**PROMPT:** Print each entry below precisely as shown.

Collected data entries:
════════

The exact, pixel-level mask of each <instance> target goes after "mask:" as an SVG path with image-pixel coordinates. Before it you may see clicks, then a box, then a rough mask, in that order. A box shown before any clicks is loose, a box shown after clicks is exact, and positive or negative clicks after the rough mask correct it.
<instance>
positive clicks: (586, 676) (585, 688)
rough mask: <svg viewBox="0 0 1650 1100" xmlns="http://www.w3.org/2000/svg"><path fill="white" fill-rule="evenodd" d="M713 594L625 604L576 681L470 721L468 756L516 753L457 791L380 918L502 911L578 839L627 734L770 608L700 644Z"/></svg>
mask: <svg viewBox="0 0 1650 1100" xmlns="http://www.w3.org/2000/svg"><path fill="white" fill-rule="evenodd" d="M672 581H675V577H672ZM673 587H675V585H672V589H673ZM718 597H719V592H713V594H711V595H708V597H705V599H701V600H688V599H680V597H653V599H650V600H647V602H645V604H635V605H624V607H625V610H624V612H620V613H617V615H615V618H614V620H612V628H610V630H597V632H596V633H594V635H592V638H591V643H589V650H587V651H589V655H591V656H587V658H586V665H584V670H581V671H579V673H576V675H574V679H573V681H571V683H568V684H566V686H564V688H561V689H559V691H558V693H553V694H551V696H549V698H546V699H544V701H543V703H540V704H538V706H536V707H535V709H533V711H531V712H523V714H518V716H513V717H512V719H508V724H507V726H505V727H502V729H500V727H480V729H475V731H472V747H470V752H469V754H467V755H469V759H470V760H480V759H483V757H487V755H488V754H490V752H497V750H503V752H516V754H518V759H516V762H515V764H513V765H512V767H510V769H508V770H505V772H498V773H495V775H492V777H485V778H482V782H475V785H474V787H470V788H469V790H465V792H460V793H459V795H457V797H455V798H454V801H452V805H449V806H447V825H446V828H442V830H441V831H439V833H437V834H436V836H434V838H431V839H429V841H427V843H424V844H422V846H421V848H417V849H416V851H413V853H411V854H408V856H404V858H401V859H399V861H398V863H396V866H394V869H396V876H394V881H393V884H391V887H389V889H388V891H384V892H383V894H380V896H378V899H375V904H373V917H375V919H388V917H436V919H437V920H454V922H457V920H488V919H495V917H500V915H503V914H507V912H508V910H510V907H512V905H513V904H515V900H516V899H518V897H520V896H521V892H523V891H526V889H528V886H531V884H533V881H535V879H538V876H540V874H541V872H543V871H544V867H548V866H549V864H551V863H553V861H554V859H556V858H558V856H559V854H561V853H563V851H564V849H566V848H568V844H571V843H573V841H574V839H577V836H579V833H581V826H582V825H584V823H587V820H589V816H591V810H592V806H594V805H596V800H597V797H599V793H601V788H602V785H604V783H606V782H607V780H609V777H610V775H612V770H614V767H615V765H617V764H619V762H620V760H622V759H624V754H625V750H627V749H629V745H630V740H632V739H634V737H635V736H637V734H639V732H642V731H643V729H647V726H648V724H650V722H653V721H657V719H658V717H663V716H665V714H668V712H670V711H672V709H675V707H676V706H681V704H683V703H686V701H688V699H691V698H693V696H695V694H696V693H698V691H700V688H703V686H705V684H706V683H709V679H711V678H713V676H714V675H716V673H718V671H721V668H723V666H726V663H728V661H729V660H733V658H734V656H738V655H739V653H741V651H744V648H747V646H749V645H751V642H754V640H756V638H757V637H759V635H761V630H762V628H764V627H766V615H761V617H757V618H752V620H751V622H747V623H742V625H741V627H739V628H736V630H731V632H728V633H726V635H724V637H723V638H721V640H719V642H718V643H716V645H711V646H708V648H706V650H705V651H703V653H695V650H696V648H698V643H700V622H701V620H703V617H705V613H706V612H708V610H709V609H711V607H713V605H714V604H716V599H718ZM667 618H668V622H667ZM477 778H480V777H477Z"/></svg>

════════

**OUTPUT FOR THIS EXERCISE:**
The exact, pixel-level mask of each <instance> target goes after "mask:" as an SVG path with image-pixel coordinates. Before it you may see clicks, then a box, then a rough mask, in that order. A box shown before any clicks is loose, a box shown after clicks is exact, and positive or negative clicks after the rough mask correct it.
<instance>
positive clicks: (586, 676) (585, 688)
rough mask: <svg viewBox="0 0 1650 1100" xmlns="http://www.w3.org/2000/svg"><path fill="white" fill-rule="evenodd" d="M713 594L625 604L576 681L470 721L468 756L516 753L457 791L380 918L502 911L578 839L627 734L770 608L700 644Z"/></svg>
mask: <svg viewBox="0 0 1650 1100" xmlns="http://www.w3.org/2000/svg"><path fill="white" fill-rule="evenodd" d="M672 581H675V577H672ZM673 587H675V585H672V589H673ZM718 597H719V592H713V594H711V595H708V597H705V599H701V600H688V599H680V597H653V599H650V600H647V602H645V604H635V605H624V607H625V610H624V612H620V613H617V615H615V618H614V620H612V628H610V630H597V632H596V633H594V635H592V638H591V643H589V650H587V651H589V655H591V656H587V658H586V665H584V670H581V671H579V673H576V675H574V679H573V681H571V683H568V684H566V686H564V688H561V689H559V691H558V693H553V694H551V696H549V698H546V699H544V701H543V703H540V704H538V706H536V707H535V709H533V711H531V712H523V714H518V716H513V717H512V719H508V724H507V726H505V727H502V729H500V727H480V729H475V731H472V747H470V752H469V754H467V755H469V759H470V760H480V759H483V757H487V755H488V754H490V752H497V750H503V752H516V754H518V759H516V762H515V764H513V765H512V767H510V769H508V770H505V772H498V773H495V775H492V777H485V778H482V782H475V785H474V787H470V788H469V790H465V792H460V793H459V795H457V797H455V798H454V801H452V805H449V806H447V825H446V828H442V830H441V831H439V833H437V834H436V836H434V838H431V839H429V841H427V843H424V844H422V846H421V848H417V849H416V851H413V853H411V854H408V856H404V858H401V859H399V861H398V863H396V866H394V869H396V876H394V881H393V884H391V887H389V889H388V891H384V892H383V894H380V896H378V899H375V904H373V917H375V919H388V917H436V919H437V920H454V922H457V920H488V919H495V917H500V915H503V914H507V912H508V910H510V907H512V905H513V904H515V900H516V899H518V897H520V896H521V892H523V891H526V889H528V886H531V884H533V881H535V879H538V876H540V874H541V872H543V871H544V867H548V866H549V864H551V863H553V861H554V859H556V858H558V856H559V854H561V853H563V851H564V849H566V848H568V844H571V843H573V841H574V839H577V836H579V833H581V826H582V825H584V823H587V820H589V816H591V810H592V806H594V805H596V800H597V797H599V793H601V788H602V785H604V783H606V782H607V780H609V777H610V775H612V770H614V767H615V765H617V764H619V762H620V760H622V759H624V754H625V750H627V749H629V745H630V740H632V739H634V737H635V736H637V734H639V732H642V731H643V729H647V726H648V724H650V722H653V721H657V719H658V717H663V716H665V714H668V712H670V711H672V709H675V707H676V706H681V704H683V703H686V701H688V699H691V698H693V696H695V694H696V693H698V691H700V688H703V686H705V684H706V683H709V679H711V678H713V676H714V675H716V673H718V671H721V668H723V666H726V663H728V661H729V660H733V658H734V656H738V655H739V653H741V651H744V648H747V646H749V645H751V642H754V640H756V638H757V637H759V635H761V630H762V628H764V627H766V615H761V617H757V618H752V620H751V622H747V623H742V625H741V627H739V628H736V630H731V632H728V633H726V635H724V637H723V638H721V640H719V642H718V643H716V645H711V646H708V648H706V650H705V651H703V653H695V650H696V648H698V643H700V622H701V620H703V617H705V613H706V612H708V610H709V609H711V607H713V605H714V604H716V599H718ZM667 618H668V622H667ZM477 778H480V777H477Z"/></svg>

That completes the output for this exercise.